[TASK MATERIAL]

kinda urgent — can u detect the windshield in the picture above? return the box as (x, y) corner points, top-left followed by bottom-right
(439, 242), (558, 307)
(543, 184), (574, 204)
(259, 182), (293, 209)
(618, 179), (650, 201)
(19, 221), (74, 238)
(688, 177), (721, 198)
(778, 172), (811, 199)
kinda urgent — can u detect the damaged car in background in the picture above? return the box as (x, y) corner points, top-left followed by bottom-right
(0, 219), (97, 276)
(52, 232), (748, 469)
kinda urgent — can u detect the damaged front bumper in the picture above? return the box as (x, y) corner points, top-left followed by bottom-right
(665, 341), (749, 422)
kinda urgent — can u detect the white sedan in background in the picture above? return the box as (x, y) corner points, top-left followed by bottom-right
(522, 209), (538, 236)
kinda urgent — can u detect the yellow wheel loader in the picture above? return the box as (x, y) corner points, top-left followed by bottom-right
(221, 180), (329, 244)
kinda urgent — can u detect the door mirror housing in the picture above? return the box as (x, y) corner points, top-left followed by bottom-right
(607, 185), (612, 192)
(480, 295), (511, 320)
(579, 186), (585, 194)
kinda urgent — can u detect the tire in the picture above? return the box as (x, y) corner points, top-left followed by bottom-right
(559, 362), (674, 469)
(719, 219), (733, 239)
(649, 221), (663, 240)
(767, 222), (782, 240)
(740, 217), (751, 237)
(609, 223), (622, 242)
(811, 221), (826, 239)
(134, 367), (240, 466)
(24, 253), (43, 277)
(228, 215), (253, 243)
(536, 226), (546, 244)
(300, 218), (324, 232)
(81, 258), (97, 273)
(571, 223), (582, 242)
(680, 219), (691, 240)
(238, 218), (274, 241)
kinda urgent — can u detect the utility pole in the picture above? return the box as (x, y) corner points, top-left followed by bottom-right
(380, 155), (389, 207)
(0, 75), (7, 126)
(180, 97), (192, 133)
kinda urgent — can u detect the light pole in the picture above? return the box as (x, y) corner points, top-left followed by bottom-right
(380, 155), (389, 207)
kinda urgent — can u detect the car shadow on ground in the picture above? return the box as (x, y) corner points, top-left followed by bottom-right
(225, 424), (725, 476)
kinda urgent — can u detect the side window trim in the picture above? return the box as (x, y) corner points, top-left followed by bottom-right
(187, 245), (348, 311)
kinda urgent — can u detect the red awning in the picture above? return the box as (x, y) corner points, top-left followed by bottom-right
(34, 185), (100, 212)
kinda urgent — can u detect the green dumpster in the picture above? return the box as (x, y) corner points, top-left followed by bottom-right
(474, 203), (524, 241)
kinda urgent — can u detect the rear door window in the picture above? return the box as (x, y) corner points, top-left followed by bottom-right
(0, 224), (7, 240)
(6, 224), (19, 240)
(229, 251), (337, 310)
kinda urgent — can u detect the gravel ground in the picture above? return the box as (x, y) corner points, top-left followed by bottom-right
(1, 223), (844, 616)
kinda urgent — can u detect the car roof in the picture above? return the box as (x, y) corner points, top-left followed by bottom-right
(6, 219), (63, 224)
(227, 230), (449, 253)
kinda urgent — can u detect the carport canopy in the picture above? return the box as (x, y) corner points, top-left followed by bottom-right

[/TASK MATERIAL]
[TASK MATERIAL]

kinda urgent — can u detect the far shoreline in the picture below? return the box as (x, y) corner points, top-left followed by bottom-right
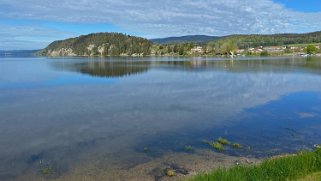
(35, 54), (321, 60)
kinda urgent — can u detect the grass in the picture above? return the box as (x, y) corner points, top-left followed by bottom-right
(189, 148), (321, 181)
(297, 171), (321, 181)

[/TASK MATERIAL]
[TASK MATERIAL]

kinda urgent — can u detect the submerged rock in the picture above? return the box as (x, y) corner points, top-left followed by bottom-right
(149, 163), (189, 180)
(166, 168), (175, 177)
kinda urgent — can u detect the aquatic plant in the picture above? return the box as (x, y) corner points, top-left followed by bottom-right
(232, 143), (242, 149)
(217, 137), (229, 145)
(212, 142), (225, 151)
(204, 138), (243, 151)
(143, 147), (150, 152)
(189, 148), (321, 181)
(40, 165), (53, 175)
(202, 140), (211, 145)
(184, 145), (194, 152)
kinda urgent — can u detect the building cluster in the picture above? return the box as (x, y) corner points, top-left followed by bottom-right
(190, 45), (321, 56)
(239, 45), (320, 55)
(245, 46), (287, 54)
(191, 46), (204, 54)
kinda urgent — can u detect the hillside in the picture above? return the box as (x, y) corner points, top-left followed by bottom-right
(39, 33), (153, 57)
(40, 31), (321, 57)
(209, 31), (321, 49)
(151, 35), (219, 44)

[/TASK MATERIAL]

** REQUIREMENT **
Looking at the data above, write out exactly the lines that start at the one containing "kinda urgent — can u detect the green" and end at the one containing "kinda urgent — can u detect the carport"; include both and nothing beyond.

** RESPONSE AREA **
kinda urgent — can u detect the green dumpster in the picture above? return the box as (x, y) corner points, top-left followed by bottom-right
(474, 203), (524, 241)
kinda urgent — can u detect the rear door window in the picture above? return the box as (x, y) corner points, top-left followed by bottom-right
(0, 224), (7, 240)
(6, 224), (19, 240)
(229, 251), (337, 310)
kinda urgent — can u detect the gravel ground in the picture above? return the box as (x, y) corner points, top-left followed by bottom-right
(1, 223), (844, 616)
kinda urgent — can u detect the car roof in the picture above? return the box as (x, y) corner points, top-left followed by bottom-right
(6, 219), (63, 224)
(227, 230), (449, 253)
kinda urgent — can u detect the carport canopy in the picture above? return the box as (x, y) corner points, top-left followed by bottom-right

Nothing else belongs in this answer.